## JOB:
Copy exactly, and only, the lines from the line containing "Would you mind indicating the forest" through the last line of the records below, both included.

Location identification items
☆ ☆ ☆

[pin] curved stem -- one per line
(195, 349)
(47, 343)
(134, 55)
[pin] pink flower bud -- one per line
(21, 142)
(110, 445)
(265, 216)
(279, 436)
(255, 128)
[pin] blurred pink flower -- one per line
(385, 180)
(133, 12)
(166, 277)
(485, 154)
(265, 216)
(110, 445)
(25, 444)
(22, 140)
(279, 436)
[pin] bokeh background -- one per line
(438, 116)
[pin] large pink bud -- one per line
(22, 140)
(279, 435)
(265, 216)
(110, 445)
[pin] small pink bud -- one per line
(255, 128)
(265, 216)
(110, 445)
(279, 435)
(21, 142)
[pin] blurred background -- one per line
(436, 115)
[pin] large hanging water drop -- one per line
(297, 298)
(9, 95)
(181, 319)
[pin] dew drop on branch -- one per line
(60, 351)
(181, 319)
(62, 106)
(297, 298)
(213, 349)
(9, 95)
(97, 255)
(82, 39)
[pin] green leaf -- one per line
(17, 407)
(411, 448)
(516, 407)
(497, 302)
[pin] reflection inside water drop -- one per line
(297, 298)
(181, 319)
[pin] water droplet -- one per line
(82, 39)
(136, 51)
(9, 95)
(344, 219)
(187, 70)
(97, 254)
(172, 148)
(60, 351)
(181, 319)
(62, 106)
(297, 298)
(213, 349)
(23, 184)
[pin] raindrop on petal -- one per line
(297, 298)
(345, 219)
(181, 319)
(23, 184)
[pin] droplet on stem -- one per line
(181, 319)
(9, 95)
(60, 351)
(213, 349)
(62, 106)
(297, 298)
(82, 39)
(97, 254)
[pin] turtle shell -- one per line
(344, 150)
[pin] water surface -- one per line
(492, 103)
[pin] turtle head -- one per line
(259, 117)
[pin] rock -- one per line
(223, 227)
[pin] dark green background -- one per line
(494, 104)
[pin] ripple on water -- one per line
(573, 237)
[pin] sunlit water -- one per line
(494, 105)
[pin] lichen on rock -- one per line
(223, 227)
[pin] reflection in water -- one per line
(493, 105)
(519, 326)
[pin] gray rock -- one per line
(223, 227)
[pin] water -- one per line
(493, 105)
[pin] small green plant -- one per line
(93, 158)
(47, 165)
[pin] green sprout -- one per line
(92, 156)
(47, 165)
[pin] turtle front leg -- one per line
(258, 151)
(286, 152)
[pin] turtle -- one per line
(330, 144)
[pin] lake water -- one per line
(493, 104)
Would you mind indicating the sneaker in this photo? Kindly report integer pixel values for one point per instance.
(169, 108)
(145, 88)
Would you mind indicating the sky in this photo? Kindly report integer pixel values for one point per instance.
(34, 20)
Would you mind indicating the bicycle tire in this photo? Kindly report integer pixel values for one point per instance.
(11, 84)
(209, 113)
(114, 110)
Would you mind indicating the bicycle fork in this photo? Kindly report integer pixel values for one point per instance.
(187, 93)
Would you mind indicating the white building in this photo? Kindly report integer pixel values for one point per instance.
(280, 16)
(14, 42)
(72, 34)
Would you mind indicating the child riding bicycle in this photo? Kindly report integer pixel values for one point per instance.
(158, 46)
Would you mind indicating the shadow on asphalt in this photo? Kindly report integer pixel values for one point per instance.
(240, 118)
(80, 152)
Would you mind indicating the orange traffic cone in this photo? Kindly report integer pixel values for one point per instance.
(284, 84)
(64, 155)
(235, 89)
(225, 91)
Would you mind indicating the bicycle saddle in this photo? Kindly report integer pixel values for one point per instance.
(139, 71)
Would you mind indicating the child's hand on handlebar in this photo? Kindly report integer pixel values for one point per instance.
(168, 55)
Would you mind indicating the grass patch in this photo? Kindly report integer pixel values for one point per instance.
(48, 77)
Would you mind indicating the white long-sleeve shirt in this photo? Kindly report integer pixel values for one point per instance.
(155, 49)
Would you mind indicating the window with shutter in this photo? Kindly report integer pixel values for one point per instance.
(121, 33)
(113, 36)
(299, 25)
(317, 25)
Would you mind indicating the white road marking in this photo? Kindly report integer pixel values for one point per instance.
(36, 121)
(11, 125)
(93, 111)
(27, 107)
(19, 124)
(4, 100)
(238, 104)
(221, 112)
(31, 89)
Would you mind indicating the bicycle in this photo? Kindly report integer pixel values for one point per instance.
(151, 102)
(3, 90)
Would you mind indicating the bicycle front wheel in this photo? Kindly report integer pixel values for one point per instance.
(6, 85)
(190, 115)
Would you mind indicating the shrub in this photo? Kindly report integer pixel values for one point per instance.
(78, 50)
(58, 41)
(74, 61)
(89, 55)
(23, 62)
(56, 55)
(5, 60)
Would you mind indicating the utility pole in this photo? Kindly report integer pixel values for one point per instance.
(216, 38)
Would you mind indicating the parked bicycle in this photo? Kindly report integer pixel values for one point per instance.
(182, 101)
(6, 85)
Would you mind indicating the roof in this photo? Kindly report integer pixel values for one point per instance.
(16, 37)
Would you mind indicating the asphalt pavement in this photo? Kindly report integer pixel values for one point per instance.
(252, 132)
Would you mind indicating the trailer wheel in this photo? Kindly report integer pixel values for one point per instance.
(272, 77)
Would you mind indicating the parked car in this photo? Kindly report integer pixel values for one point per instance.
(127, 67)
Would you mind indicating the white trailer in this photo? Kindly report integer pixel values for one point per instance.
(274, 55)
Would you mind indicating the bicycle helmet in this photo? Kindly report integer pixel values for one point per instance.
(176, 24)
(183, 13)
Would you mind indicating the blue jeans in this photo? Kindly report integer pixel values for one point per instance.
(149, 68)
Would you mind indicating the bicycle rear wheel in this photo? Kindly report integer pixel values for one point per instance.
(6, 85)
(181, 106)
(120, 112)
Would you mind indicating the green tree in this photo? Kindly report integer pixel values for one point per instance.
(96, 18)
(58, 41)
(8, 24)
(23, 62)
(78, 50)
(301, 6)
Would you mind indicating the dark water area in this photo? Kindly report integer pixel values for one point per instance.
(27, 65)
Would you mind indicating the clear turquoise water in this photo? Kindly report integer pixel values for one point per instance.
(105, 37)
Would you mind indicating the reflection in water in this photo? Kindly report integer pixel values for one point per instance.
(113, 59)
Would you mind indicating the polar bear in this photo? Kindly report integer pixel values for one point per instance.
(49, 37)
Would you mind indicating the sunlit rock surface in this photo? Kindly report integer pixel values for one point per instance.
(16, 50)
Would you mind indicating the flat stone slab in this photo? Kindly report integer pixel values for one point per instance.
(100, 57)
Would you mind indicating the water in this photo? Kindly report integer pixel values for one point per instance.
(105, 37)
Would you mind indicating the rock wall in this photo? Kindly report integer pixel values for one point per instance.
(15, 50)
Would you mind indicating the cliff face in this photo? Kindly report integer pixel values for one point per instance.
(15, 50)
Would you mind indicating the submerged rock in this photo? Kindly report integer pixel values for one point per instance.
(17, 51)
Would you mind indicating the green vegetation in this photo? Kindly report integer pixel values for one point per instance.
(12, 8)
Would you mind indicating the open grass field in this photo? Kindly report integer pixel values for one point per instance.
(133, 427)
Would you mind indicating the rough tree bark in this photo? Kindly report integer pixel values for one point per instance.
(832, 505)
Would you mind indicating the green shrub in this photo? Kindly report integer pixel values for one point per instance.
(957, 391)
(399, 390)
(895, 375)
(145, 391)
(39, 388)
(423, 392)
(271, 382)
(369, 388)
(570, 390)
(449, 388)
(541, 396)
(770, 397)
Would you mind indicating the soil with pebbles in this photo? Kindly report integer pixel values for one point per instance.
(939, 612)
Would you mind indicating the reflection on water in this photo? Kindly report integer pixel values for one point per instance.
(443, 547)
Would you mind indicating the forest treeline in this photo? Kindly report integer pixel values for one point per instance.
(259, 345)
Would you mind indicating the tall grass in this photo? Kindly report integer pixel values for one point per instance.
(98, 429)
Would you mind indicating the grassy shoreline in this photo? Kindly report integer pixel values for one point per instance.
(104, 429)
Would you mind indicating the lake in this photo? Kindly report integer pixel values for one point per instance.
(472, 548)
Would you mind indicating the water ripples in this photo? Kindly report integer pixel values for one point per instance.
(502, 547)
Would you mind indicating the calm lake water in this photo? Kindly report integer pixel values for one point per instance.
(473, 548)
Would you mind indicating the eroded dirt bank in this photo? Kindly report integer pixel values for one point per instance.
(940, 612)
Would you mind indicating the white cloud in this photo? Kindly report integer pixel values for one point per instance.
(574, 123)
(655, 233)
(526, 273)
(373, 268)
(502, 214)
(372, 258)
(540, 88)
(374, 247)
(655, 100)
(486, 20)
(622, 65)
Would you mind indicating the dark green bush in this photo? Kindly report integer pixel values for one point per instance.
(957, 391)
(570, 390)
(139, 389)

☆ ☆ ☆

## THE ANSWER:
Would you mind indicating the forest treeline in this photo? Kindly report integer pixel values for one point per instance.
(259, 345)
Would you mind indicating the tall grass in this photo? Kindly report integer pixel values for one point per instance.
(98, 429)
Would you mind indicating the grassy shoreline in this photo? Kindly report integer pixel values for one point per instance.
(104, 429)
Would you mind indicating the lake in this photo? Kindly report integer pixel values for one point per instance.
(472, 548)
Would you mind indicating the water ripples in this photo? Kindly report integer pixel values for one point per instance.
(502, 547)
Would you mind indicating the calm lake water in this photo? Kindly report integer pixel values for one point per instance.
(473, 548)
Would you mind indicating the eroded dirt bank in this photo? Kindly report integer pixel values for one point per instance.
(940, 612)
Would you mind indicating the white cloud in this photo? Kindly report integer pixel values for one point per instance.
(574, 123)
(655, 233)
(526, 273)
(373, 268)
(502, 214)
(372, 258)
(540, 88)
(374, 247)
(655, 100)
(486, 20)
(622, 65)
Would you mind indicating the dark green bush in this photo? Kindly report integer pixel values for one point per instance.
(957, 391)
(570, 390)
(139, 389)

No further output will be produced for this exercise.